### Exercise description
Each entry must appear in the answer exactly as written.

_ _ _ _ _

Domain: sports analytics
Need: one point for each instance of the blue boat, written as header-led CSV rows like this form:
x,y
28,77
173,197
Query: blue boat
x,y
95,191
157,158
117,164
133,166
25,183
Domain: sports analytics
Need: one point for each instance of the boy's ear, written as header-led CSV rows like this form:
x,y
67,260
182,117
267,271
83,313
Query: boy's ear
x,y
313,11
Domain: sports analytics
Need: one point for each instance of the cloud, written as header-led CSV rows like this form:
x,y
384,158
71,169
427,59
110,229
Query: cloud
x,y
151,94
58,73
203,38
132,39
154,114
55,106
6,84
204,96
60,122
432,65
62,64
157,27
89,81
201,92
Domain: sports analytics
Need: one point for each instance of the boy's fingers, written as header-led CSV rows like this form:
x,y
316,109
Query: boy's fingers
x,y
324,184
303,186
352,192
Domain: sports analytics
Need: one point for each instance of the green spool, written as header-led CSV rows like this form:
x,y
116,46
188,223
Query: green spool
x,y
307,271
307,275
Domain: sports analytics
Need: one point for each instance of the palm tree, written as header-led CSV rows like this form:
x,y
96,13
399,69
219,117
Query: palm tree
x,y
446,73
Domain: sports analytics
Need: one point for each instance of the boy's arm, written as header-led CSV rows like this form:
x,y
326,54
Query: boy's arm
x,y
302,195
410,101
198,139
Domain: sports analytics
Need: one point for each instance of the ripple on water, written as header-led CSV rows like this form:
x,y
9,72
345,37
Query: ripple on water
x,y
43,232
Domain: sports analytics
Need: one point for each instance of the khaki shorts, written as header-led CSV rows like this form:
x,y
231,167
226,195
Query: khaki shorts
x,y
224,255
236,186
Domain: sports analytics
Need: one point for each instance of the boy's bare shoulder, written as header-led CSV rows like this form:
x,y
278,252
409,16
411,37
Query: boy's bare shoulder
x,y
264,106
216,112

_ _ _ _ _

### Solution for this problem
Domain: sports analytics
Need: one point for each instance of the blue boat, written as header-led CSV rows like this form:
x,y
28,77
173,197
Query: blue boat
x,y
95,191
157,158
117,164
133,166
25,183
Domain: sports analytics
Need: one point for each instance of the boy's ear, written as header-led CSV rows like this form:
x,y
67,260
182,117
267,271
83,313
Query: boy's ear
x,y
313,11
Domain: sports analytics
Need: one point for each instance of the cloud, written as header-led CSV rows like this form:
x,y
384,158
71,169
427,59
110,229
Query: cloud
x,y
151,94
58,73
203,38
132,39
154,114
55,106
6,84
204,96
60,122
432,65
62,64
157,27
89,81
201,92
Domain: sports analytics
Need: one point for each instance of the boy's fingers, written as header-led CSV rows like this form:
x,y
316,109
Query: boy's fingers
x,y
324,184
303,186
352,192
Domain: sports analytics
Need: one point for each instance of the green spool, written as header-led CSV rows like this form:
x,y
116,46
188,223
Query: green spool
x,y
307,271
307,275
Domain: sports analytics
Need: one point for each instance of the palm tree, written as header-led CSV rows like this form:
x,y
96,13
399,69
219,117
Query: palm tree
x,y
446,73
Domain: sports analytics
Need: one point for each instance of the boy's arm, written as header-led CSV rows like this form:
x,y
326,54
Query: boy's arm
x,y
302,195
410,101
198,139
Domain: sports analytics
Need: one point for each instance of the ripple on water, written as header-led CSV rows like this form:
x,y
9,72
345,37
Query: ripple on water
x,y
43,232
Domain: sports analytics
Need: one point for each instance of the khaki shorts, written as header-led CSV rows like this form:
x,y
231,167
226,195
Query: khaki shorts
x,y
224,255
236,186
Domain: sports analytics
Need: one point for each instance of the boy's bare shoulder, written as header-led CSV rows like this form:
x,y
278,252
409,16
411,37
Query: boy's bare shoulder
x,y
264,106
216,112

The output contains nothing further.